**Work to complete**
Could you copy out every one of the items below word for word, without changing any line?

**Raw records**
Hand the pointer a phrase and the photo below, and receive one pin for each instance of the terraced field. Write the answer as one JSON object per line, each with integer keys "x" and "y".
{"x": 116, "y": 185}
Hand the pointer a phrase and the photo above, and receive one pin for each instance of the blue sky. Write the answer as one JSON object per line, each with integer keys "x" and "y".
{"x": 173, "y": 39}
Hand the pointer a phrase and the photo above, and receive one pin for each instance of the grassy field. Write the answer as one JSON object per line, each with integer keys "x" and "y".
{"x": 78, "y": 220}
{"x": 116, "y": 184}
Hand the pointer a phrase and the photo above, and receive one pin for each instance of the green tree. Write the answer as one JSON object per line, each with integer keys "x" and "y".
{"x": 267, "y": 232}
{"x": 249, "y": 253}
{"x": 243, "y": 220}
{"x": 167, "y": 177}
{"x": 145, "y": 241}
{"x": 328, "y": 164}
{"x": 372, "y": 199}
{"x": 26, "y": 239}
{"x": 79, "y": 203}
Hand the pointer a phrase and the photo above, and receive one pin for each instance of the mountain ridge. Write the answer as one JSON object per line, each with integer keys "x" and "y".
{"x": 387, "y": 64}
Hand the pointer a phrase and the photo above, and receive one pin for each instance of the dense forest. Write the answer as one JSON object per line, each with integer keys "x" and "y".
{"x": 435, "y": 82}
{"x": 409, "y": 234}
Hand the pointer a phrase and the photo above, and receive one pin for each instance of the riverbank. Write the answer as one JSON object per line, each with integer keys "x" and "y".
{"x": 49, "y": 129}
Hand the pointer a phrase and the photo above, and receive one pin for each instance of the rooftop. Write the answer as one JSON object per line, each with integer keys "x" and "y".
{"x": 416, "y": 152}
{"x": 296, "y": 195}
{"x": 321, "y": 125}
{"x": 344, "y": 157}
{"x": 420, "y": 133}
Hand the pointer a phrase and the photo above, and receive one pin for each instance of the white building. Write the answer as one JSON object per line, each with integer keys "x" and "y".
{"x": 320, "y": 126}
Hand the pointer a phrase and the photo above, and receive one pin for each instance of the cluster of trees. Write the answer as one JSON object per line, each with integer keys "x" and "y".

**Reply**
Hand the pointer a phrase and the photo below, and receive one pin for each instance of the terraced field. Write the answer as one JSON object per line, each with integer keys "x" and "y".
{"x": 116, "y": 185}
Hand the pointer a phrase and the photo above, and receive one pin for each instance of the blue sky. Write the answer as one JSON object per line, each with integer keys "x" and "y".
{"x": 173, "y": 39}
Hand the pointer a phrase and the photo above, and receive one pin for each instance of the grassy field. Write the answer as one JSON object per line, each with integer keys "x" and "y".
{"x": 78, "y": 220}
{"x": 116, "y": 184}
Hand the pointer a phrase and the photo above, and receive one pin for each instance of the green tree. Write the answer as one JSON object per line, each with integer keys "x" and "y".
{"x": 267, "y": 232}
{"x": 249, "y": 253}
{"x": 243, "y": 220}
{"x": 167, "y": 177}
{"x": 145, "y": 241}
{"x": 328, "y": 164}
{"x": 372, "y": 199}
{"x": 26, "y": 239}
{"x": 79, "y": 203}
Hand the pointer a phrase and the photo above, and receive one pin for each instance of the mountain ridge. Write the answer as one JSON object per line, each with integer keys "x" and "y".
{"x": 387, "y": 64}
Hand the pointer a phrase and the photo above, and receive one pin for each instance of the dense forest. Write the answer as one JSON object per line, each with integer keys "x" and "y".
{"x": 435, "y": 82}
{"x": 409, "y": 234}
Hand the pointer a phrase and the photo above, and receive one pin for each instance of the riverbank. Write the answer as one JSON object per line, each with integer keys "x" and "y".
{"x": 49, "y": 129}
Hand the pointer a phrase and the photo above, and receive one pin for each instance of the rooftop. Write the answer as one JSON object per line, each with integer keys "x" and "y".
{"x": 416, "y": 152}
{"x": 296, "y": 195}
{"x": 321, "y": 125}
{"x": 344, "y": 157}
{"x": 420, "y": 133}
Hand the pointer a phrase and the photo above, and receive one pin for each instance of the white building. Write the answer as one JSON object per line, each with integer keys "x" and "y".
{"x": 320, "y": 126}
Hand the pointer a phrase and the photo above, and receive one pin for each instance of the cluster of trees. Write the answer as one JSON object per line, each with integer keys "x" and "y".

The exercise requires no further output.